Can you output the material exactly as written, minus any pictures it holds?
═══ Data to process
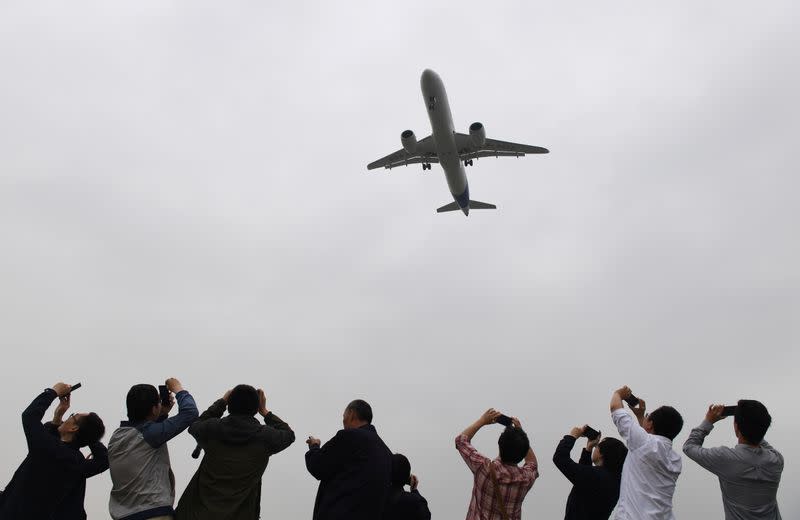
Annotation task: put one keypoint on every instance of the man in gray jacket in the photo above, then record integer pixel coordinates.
(750, 472)
(143, 483)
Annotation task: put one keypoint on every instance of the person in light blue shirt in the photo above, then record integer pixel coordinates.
(750, 472)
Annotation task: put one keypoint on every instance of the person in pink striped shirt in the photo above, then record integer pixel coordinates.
(501, 484)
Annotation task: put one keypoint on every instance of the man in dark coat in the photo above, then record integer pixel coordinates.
(354, 469)
(227, 485)
(51, 481)
(402, 504)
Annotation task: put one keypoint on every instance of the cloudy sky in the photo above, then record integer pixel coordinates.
(183, 192)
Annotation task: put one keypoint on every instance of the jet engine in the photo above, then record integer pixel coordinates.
(477, 135)
(409, 141)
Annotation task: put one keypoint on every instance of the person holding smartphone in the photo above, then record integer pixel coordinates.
(595, 477)
(651, 467)
(500, 484)
(143, 486)
(750, 472)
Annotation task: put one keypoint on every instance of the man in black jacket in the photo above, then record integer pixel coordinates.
(51, 481)
(354, 469)
(595, 487)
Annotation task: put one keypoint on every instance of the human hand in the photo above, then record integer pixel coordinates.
(489, 416)
(61, 409)
(714, 413)
(262, 402)
(624, 392)
(173, 385)
(62, 389)
(639, 409)
(590, 444)
(576, 431)
(166, 408)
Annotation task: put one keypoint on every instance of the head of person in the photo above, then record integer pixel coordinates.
(357, 414)
(664, 421)
(243, 400)
(751, 421)
(82, 429)
(610, 453)
(401, 470)
(143, 402)
(513, 444)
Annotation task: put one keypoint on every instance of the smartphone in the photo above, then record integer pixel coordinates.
(590, 433)
(163, 392)
(504, 420)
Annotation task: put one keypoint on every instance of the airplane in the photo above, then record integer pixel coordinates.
(453, 151)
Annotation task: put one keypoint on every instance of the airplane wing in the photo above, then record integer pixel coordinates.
(494, 148)
(424, 153)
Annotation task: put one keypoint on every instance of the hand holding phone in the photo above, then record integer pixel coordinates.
(590, 433)
(504, 420)
(163, 393)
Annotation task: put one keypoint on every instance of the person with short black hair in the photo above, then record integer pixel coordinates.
(402, 504)
(354, 468)
(500, 485)
(749, 473)
(143, 485)
(595, 488)
(651, 467)
(227, 484)
(51, 481)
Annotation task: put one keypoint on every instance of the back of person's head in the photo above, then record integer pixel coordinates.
(752, 419)
(401, 470)
(361, 409)
(140, 402)
(613, 452)
(667, 422)
(90, 430)
(514, 444)
(243, 400)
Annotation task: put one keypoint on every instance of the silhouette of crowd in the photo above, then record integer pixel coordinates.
(359, 476)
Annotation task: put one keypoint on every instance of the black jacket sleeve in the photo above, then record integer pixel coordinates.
(324, 462)
(36, 433)
(578, 474)
(199, 429)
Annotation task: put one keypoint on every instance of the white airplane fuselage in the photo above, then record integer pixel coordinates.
(444, 140)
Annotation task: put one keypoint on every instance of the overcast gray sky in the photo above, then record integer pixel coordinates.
(183, 192)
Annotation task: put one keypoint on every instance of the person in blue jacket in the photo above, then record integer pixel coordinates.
(51, 481)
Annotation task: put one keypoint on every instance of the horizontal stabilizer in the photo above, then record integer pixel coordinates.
(453, 206)
(475, 204)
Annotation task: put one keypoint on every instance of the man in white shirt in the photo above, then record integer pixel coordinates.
(651, 467)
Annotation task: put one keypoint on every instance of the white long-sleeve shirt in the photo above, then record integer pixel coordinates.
(649, 474)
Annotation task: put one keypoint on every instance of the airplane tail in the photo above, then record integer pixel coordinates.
(473, 204)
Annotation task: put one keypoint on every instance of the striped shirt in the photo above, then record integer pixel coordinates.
(514, 483)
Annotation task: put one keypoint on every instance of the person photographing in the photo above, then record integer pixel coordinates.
(750, 472)
(51, 481)
(595, 477)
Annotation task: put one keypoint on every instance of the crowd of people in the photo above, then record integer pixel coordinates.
(359, 477)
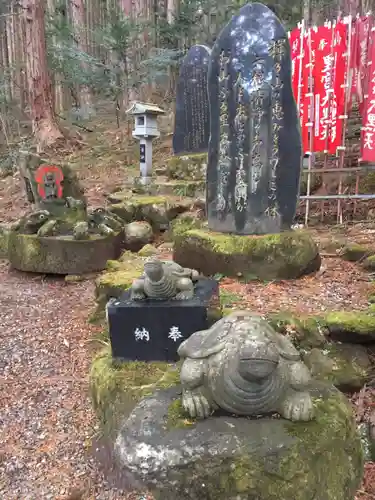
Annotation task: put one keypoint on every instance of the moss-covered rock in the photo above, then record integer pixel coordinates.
(116, 388)
(346, 366)
(147, 251)
(227, 458)
(305, 332)
(137, 235)
(62, 255)
(4, 235)
(157, 210)
(369, 263)
(182, 188)
(353, 326)
(286, 255)
(187, 167)
(354, 252)
(118, 278)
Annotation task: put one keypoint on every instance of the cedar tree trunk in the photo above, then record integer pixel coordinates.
(45, 127)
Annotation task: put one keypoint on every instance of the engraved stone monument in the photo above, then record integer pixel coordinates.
(255, 154)
(192, 120)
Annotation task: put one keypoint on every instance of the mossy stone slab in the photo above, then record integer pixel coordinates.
(60, 254)
(356, 327)
(228, 458)
(115, 388)
(157, 210)
(286, 255)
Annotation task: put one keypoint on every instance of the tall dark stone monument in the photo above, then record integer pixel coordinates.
(192, 118)
(255, 153)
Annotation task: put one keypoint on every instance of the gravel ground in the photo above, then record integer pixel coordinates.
(46, 422)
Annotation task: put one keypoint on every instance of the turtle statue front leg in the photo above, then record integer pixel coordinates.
(185, 289)
(298, 405)
(194, 402)
(137, 290)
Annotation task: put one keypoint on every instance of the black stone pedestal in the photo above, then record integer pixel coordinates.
(151, 330)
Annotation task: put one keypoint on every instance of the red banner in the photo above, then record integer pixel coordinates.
(368, 129)
(354, 65)
(322, 75)
(295, 48)
(340, 68)
(363, 29)
(306, 100)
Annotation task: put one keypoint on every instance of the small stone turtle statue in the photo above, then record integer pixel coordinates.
(241, 365)
(164, 279)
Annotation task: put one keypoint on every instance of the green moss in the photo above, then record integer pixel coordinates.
(354, 321)
(369, 263)
(183, 224)
(285, 255)
(147, 251)
(324, 461)
(115, 388)
(61, 254)
(354, 252)
(228, 298)
(177, 418)
(4, 237)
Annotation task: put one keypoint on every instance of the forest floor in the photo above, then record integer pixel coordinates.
(47, 425)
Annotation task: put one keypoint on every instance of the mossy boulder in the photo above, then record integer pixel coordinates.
(286, 255)
(60, 254)
(346, 366)
(182, 187)
(137, 235)
(187, 167)
(116, 388)
(119, 276)
(147, 251)
(157, 210)
(4, 236)
(228, 458)
(353, 326)
(369, 263)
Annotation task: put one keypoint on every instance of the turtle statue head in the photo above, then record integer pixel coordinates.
(258, 357)
(153, 269)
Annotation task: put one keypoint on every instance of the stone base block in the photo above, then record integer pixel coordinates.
(228, 458)
(62, 255)
(285, 255)
(152, 330)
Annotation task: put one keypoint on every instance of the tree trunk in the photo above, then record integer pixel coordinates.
(45, 127)
(78, 19)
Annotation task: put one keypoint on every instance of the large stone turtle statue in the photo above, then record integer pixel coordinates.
(241, 365)
(164, 279)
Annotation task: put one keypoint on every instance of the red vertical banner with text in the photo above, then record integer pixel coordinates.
(305, 100)
(354, 65)
(322, 75)
(295, 47)
(340, 68)
(363, 33)
(368, 128)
══════
Problem solution
Annotation task: put one keypoint on every instance of the man in gray jacket in the photo above, then record integer pixel coordinates.
(750, 472)
(143, 483)
Annotation task: put one keypoint on every instance of the person in light blue shirt in the photo above, then record integer pixel coordinates.
(750, 472)
Annotation task: put one keypoint on every instance of the person in pink striped shirt in the photo above, then record integer pixel coordinates.
(501, 484)
Annotation task: put one keypoint on every instance of the man in dark coat in the photo above, then record integer pixel coordinates.
(354, 469)
(227, 485)
(51, 481)
(402, 504)
Annotation task: put one keypoint on every instance of the cloudy sky in the photo above, then record integer pixel coordinates.
(183, 192)
Annotation task: put one keypoint on every instance of the jet engine in the photo above, then record integer pixel coordinates.
(477, 135)
(409, 141)
Annotation task: put one keypoint on every instance of the person holding smartphone in the photo above, then record integer pixel coordinates.
(595, 477)
(651, 467)
(500, 484)
(143, 486)
(750, 472)
Annotation task: put one keypoint on every instance of the man in black jacket in the photo above, then record integer pixel coordinates.
(51, 481)
(354, 469)
(595, 487)
Annotation task: put one keypoint on every instance of the human hand in the photo above, then record integer pixel coordinates.
(489, 416)
(61, 409)
(714, 413)
(262, 402)
(624, 392)
(173, 385)
(62, 389)
(639, 409)
(590, 444)
(576, 431)
(166, 408)
Annotation task: put one keypoint on every instance of the head of person in the photo above, then record integer pixel coordinates.
(357, 414)
(664, 421)
(243, 400)
(751, 421)
(82, 429)
(610, 453)
(401, 470)
(143, 402)
(513, 444)
Annotation task: put one keypoint on every instance of the smartphone in the photo above, then record integer pixel coordinates.
(590, 433)
(163, 392)
(504, 420)
Annotation task: put one keypoint on every instance of the airplane in the photo above, then record integer pixel coordinates.
(453, 151)
Annotation task: put one keypoint on every instance of the airplane wing in the photo above, then record integer pixel coordinates.
(494, 148)
(424, 153)
Annotation task: put one keypoint on every instance of the hand holding phone in the photo above, then record integer pixel coordinates.
(590, 433)
(504, 420)
(163, 393)
Annotation task: put one keypoint on every instance of the person with short black hair in the photo above, then record integer pixel coordinates.
(402, 504)
(354, 468)
(500, 485)
(749, 473)
(143, 485)
(595, 488)
(651, 467)
(227, 484)
(51, 481)
Annotation task: put one keypoint on every instance of the back of person's head in the photo above, then record integer pixel coordinates.
(752, 419)
(401, 470)
(361, 409)
(140, 402)
(613, 452)
(667, 422)
(90, 430)
(514, 444)
(243, 400)
Annotation task: put one keypoint on every instance of the silhouette of crowd in the photo above, then record integer pixel coordinates.
(359, 476)
Annotation task: put one keypoint on every instance of the black jacket sleeve in the photo above, then record integer pixel coordinates.
(324, 462)
(36, 433)
(578, 474)
(199, 429)
Annotation task: put one keypoint on every instance of the white airplane fuselage in the photo above, then record integer pixel coordinates.
(444, 140)
Annotation task: put one keypoint on every instance of the overcast gray sky in the photo above, then record integer pixel coordinates.
(183, 192)
Annotation task: put one keypoint on every instance of the person in blue jacket in the photo above, then record integer pixel coordinates.
(51, 481)
Annotation task: put one keypoint on every instance of the horizontal stabilizer in the photo above, then record integer pixel coordinates.
(453, 206)
(475, 204)
Annotation task: put one keypoint on every instance of the man in white shirt in the photo above, then record integer pixel coordinates.
(651, 467)
Annotation task: put one keypoint on every instance of the white long-sleeve shirt in the photo above, then record integer pixel coordinates.
(649, 474)
Annotation task: put one keypoint on every instance of the airplane tail in the photo above, then record integer pixel coordinates.
(473, 204)
Annotation task: put one keypoint on every instance of the striped shirt in the photo above, then record integer pixel coordinates.
(514, 483)
Annotation task: put one keypoint on every instance of the person photographing in the photo above, then record integer pixel coordinates.
(750, 472)
(51, 481)
(595, 477)
Annotation task: put one keypoint on every instance of the crowd of people in the photo above, then record integer pixel coordinates.
(359, 477)
Annotation task: put one keypoint on every instance of the moss-covered rock in the photo above, then record integer pixel coordinates.
(116, 388)
(346, 366)
(147, 251)
(227, 458)
(305, 332)
(137, 235)
(62, 255)
(4, 235)
(157, 210)
(369, 263)
(182, 188)
(353, 326)
(286, 255)
(187, 167)
(354, 252)
(118, 278)
Annotation task: put one keypoint on every instance of the cedar tree trunk in the photo above, then record integer pixel coordinates.
(45, 127)
Annotation task: put one keypoint on every instance of the engraved stone monument in the photo above, then record integer pixel coordinates.
(255, 154)
(192, 120)
Annotation task: put one keypoint on every instance of the mossy stone slab in the photo above, then record integer pixel coordinates.
(60, 254)
(356, 327)
(228, 458)
(115, 388)
(157, 210)
(286, 255)
Annotation task: put one keypoint on every instance of the tall dark stone monument in the photo above, then record integer pixel coordinates.
(192, 118)
(255, 153)
Annotation task: put one keypoint on every instance of the gravel ground in the photo above, then record integer pixel coordinates.
(46, 422)
Annotation task: put one keypoint on every instance of the turtle statue front leg in the photo above, then record integer pixel coordinates.
(185, 289)
(298, 405)
(194, 402)
(137, 290)
Annotation task: put one keypoint on every instance of the black stone pedestal in the photo above, then record integer pixel coordinates.
(151, 330)
Annotation task: put one keypoint on every instance of the red banner in the photo above, then record integer pixel coordinates.
(368, 129)
(354, 65)
(322, 75)
(295, 48)
(340, 68)
(363, 29)
(306, 100)
Annotation task: put one keypoint on every instance of the small stone turtle statue in the photo above, then record integer pixel coordinates.
(241, 365)
(164, 279)
Annotation task: put one keypoint on every instance of the green moss in the photo above, then record integer pixel coordinates.
(354, 321)
(369, 263)
(183, 224)
(285, 255)
(147, 251)
(324, 461)
(115, 388)
(61, 254)
(354, 252)
(228, 298)
(177, 418)
(4, 237)
Annotation task: put one keypoint on every instance of the forest floor in the photo above, then record integer pixel coordinates.
(47, 425)
Annotation task: put one keypoint on every instance of the mossy boulder in the photo above, then record integer pixel coordinates.
(286, 255)
(60, 254)
(346, 366)
(182, 187)
(137, 235)
(187, 167)
(116, 388)
(119, 276)
(147, 251)
(157, 210)
(4, 236)
(228, 458)
(353, 326)
(369, 263)
Annotation task: put one keypoint on every instance of the turtle statue head in the photo above, then record integer pixel coordinates.
(258, 357)
(153, 269)
Annotation task: put one keypoint on every instance of the stone base block in the photo above, then record integer pixel coordinates.
(228, 458)
(62, 255)
(285, 255)
(152, 330)
Annotation task: put one keypoint on every instance of the tree trunk in the photo above, then record integer pixel coordinates.
(45, 127)
(78, 19)
Annotation task: put one keypoint on every instance of the large stone turtle statue in the photo above, then record integer pixel coordinates.
(241, 365)
(164, 279)
Annotation task: put one keypoint on every instance of the red vertical banner with text in the photo above, then record integer pixel coordinates.
(305, 100)
(354, 65)
(322, 75)
(295, 47)
(340, 68)
(363, 33)
(368, 128)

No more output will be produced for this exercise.